_YOUR ASSIGNMENT:_ Search the material below for the word "parked". Copy every line that has it.

_RECORDS SUPPLIED:_
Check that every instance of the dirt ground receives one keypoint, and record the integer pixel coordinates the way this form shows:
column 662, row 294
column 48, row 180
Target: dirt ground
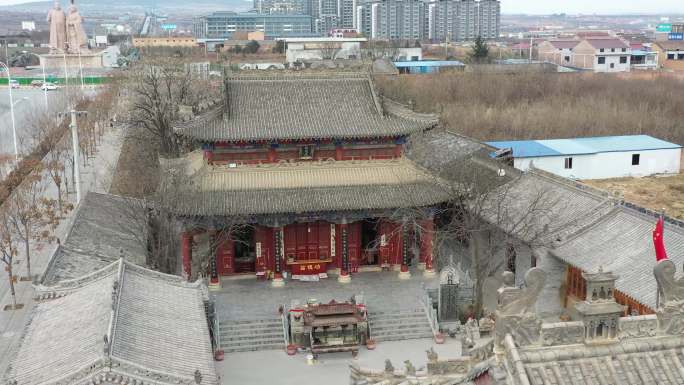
column 655, row 193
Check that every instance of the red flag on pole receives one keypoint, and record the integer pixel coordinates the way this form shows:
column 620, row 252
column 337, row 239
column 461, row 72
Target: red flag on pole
column 658, row 241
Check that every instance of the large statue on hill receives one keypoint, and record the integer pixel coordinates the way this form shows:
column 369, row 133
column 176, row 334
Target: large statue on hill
column 76, row 37
column 57, row 21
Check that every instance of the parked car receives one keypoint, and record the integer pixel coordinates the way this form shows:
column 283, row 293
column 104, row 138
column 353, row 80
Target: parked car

_ANSWER TO THE EXERCISE:_
Check that every instance of the parked car receives one keypoint, and record the integer pixel coordinates the way this form shows:
Target: parked car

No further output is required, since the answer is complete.